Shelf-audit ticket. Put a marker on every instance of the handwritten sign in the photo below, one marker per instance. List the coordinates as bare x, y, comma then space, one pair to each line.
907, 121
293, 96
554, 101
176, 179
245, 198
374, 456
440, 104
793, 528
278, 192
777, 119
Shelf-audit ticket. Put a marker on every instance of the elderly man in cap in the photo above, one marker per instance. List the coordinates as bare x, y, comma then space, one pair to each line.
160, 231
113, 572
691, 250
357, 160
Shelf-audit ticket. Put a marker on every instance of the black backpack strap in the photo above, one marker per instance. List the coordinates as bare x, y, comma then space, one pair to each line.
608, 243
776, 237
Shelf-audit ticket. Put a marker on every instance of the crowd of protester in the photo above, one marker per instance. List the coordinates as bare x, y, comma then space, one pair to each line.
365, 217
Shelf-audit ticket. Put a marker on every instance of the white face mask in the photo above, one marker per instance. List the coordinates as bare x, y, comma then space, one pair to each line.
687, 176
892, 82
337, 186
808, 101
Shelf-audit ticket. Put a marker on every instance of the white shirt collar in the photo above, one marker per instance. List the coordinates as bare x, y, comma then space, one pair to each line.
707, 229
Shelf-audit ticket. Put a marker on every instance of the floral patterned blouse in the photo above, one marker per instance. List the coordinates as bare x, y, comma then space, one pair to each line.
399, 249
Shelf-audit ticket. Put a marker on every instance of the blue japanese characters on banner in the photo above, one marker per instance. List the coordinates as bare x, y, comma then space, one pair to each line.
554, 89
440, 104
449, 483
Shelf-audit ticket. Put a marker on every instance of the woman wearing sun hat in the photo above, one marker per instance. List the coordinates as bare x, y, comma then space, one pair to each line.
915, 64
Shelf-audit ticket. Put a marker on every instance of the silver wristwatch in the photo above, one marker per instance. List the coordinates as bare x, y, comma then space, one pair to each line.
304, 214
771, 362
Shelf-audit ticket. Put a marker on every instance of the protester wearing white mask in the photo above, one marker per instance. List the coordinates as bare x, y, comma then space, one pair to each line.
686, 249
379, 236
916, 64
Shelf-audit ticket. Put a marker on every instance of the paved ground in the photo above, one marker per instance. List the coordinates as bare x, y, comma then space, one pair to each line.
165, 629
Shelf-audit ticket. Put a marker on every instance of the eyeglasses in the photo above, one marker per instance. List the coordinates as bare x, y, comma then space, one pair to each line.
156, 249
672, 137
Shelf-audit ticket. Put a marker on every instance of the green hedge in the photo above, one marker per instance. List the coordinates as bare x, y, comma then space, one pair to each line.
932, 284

• • •

→ Problem statement:
Reproduce the data above exactly, leaving nothing out.

→ Response:
Shelf-audit ticket. Put a marker on every instance of the handwritten sign in the photo below, one marker per instance. List the coordinates as bare x, y, comma then space, one pair to each line.
907, 121
293, 96
554, 101
176, 179
245, 198
374, 456
440, 104
793, 528
278, 192
777, 119
Shelf-audit ticket. Put a marker on every instance of the elderly man in cap in the photo above, one marker per instance. List the coordinates as bare x, y, comma then space, one pair to each line.
160, 231
113, 572
691, 250
357, 160
Shelf-audit ticket. Put a marker on every instance of the black backpack strap in the photo above, one marker per instance. List the coordinates as bare x, y, comma then space, one pair to each line.
608, 243
776, 237
Shelf-audit ticket. Put a marker on every instance of the crowd of protester in the photo above, one marker per instance. List the coordinates as bare x, y, comma then space, one pair to each line.
365, 217
Shelf-audit ticket. Put a marker on every instance of the white face mask in the photo above, one marker per instance. List the coordinates as bare x, y, comma then space, one pair to each line.
687, 176
892, 82
337, 186
808, 101
Shelf-audit ticket. Put a marker on every instance of the white shirt collar in the photo above, one marker per instance. List the coordinates as bare x, y, comma then space, one pair to each line.
707, 229
Shelf-audit ticket. Put a marker on every instance of the floral patterned blouse in the photo above, one marker per instance. List the coordinates as bare x, y, comma then space, one pair to each line.
399, 249
Shelf-audit ticket. Put a marker on every instance of the blue japanese characters on banner in the photo above, one marker per instance. List the coordinates as bare x, y, comma then space, one pair to each line.
554, 89
440, 104
449, 483
Shelf-audit ticket. Put a marker on every instance of the woman wearing sun hat in the photo above, one marker per instance. List the coordinates as bare x, y, comma then space, one pair to each line.
915, 64
Shelf-audit ticket. Put a marker on every instance of the silver wristwatch in the photo above, one marker per instance. List the coordinates as bare x, y, comma then space, one pair to each line.
304, 214
771, 362
Shelf-audit ticket. Put a marker on every instance of the protester wearing white mask in the photo above, one marker per instance. List the coordinates as bare x, y, comma then space, one pair to each line.
686, 249
379, 236
916, 64
Shelf-audit ticket. Put a marker on every instance of the paved ground in the photo above, one marker per instance. List the coordinates as bare x, y, comma then space, one pair to each line.
165, 629
Shelf-audit ticket. Put a marker on every instance of the eyeglasses in the photo above, one marker per instance. List the coordinates as bare x, y, comma then space, one pair to each line.
156, 249
672, 137
Shelf-audit ticket. Put a marker on every instance of the green hedge in the photo above, one marker per instance. List the coordinates as bare x, y, comma then space, one pair to each line.
932, 284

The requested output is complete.